[RECORDS SHOWN — start]

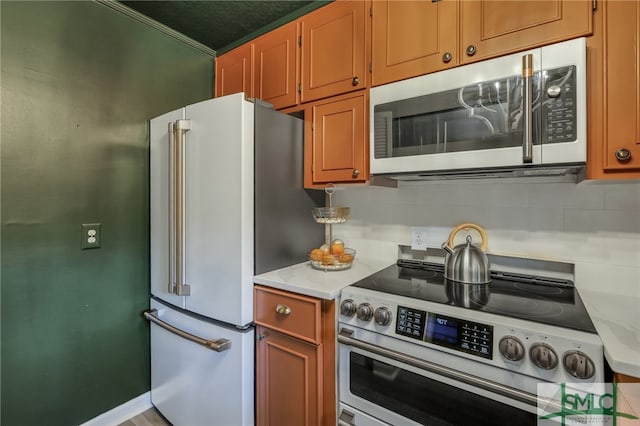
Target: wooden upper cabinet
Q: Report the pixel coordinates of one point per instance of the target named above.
(234, 73)
(492, 28)
(614, 91)
(411, 38)
(336, 148)
(276, 64)
(334, 50)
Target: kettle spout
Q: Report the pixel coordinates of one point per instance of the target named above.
(445, 247)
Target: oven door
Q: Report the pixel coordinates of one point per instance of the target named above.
(403, 389)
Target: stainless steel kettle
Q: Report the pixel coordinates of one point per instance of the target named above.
(467, 263)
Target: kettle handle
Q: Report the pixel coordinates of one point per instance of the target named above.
(478, 228)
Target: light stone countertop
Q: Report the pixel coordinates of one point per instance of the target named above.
(617, 321)
(303, 279)
(616, 317)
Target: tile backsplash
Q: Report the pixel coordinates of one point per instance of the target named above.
(595, 225)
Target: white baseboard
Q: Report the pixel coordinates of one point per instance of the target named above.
(123, 412)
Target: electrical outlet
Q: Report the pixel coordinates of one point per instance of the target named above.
(91, 235)
(418, 238)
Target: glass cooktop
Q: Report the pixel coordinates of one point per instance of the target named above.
(539, 299)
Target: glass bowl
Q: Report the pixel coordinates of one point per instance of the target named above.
(332, 262)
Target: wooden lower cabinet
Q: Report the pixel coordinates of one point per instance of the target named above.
(287, 382)
(295, 359)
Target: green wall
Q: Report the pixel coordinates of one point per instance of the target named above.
(79, 82)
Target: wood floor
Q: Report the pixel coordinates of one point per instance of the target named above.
(151, 417)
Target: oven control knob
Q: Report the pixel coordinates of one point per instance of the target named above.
(543, 356)
(382, 316)
(348, 308)
(511, 348)
(365, 312)
(579, 365)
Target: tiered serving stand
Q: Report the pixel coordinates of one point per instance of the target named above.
(330, 216)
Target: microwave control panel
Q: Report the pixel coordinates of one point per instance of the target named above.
(559, 115)
(462, 335)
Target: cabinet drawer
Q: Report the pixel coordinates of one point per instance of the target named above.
(293, 314)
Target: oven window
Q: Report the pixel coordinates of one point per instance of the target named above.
(427, 401)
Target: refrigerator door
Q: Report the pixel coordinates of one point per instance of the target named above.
(192, 385)
(159, 206)
(219, 209)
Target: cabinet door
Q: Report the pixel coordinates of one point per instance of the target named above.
(234, 73)
(333, 50)
(276, 66)
(491, 28)
(621, 53)
(287, 377)
(339, 145)
(412, 38)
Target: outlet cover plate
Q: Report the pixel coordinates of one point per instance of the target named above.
(91, 235)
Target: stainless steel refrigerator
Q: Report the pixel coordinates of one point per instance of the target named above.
(226, 202)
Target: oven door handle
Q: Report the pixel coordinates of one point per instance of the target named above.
(345, 337)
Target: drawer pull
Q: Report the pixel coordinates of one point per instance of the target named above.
(283, 309)
(623, 155)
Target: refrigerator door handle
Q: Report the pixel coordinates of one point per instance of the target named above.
(218, 345)
(178, 226)
(172, 210)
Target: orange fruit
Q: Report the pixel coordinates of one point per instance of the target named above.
(316, 255)
(327, 259)
(337, 247)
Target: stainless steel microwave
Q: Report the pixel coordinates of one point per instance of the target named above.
(523, 111)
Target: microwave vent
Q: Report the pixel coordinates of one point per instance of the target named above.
(382, 134)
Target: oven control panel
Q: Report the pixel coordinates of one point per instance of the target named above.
(462, 335)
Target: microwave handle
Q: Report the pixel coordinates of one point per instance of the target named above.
(527, 107)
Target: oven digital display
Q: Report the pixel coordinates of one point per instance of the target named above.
(441, 329)
(465, 336)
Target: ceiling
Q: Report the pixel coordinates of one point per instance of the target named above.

[RECORDS SHOWN — finish]

YOUR INSTRUCTIONS
Return a word-for-word copy of the lines above from the one holding "Target: kettle handle" through the one holding "Target: cabinet door", with both of them included and nothing besides.

WRITTEN RESPONSE
Target: kettle handle
Q: Report the pixel coordinates of one point per instance of the target named above.
(478, 228)
Target: light stone countertop
Q: Report the pixel coordinates of one point per instance of the target named above.
(617, 321)
(303, 279)
(616, 317)
Target: tile backsplash
Q: Report the pixel coordinates of one point per instance of the target named above.
(595, 225)
Target: white baseboard
Q: Report the pixel coordinates of one point per instance of the target named above.
(123, 412)
Target: electrical outlet
Q: Report the pixel coordinates of one point per instance of the target named above.
(91, 235)
(418, 238)
Target: glass cooktop
Q: Report the pixel coordinates of one point per instance of the target named above.
(539, 299)
Target: glass bowl
Q: Report the pixel coordinates of one point per instance of the target named above.
(332, 262)
Target: wooden lower cabinet
Q: Report the pixel coordinates of one point per instance of the target named above.
(287, 382)
(295, 359)
Target: green wall
Q: Report the pixel coordinates of one point per instance of the target named above.
(79, 82)
Target: wood floor
Q: Report the pixel coordinates of one point per instance of the target named above.
(151, 417)
Target: oven control knob
Q: Report the pixel coordinates of one point per instance of the target named above.
(543, 356)
(382, 316)
(348, 308)
(511, 348)
(365, 312)
(579, 365)
Target: tiered serving stand
Q: Report the pixel coordinates of one point per instance of the target named above.
(330, 216)
Target: microwave control panel
Q: Report the pixel coordinates of one point per instance of the target named above.
(559, 115)
(462, 335)
Target: cabinet drawer
Q: Report the pixel coordinates of one point per instance of the target named above.
(293, 314)
Target: oven window
Q: Report the pixel coordinates of one point per instance of the target named above.
(427, 401)
Target: refrigerator door
Q: Report the pixel coordinates of one point per instance of the target named above.
(192, 385)
(159, 206)
(219, 209)
Target: cabinet door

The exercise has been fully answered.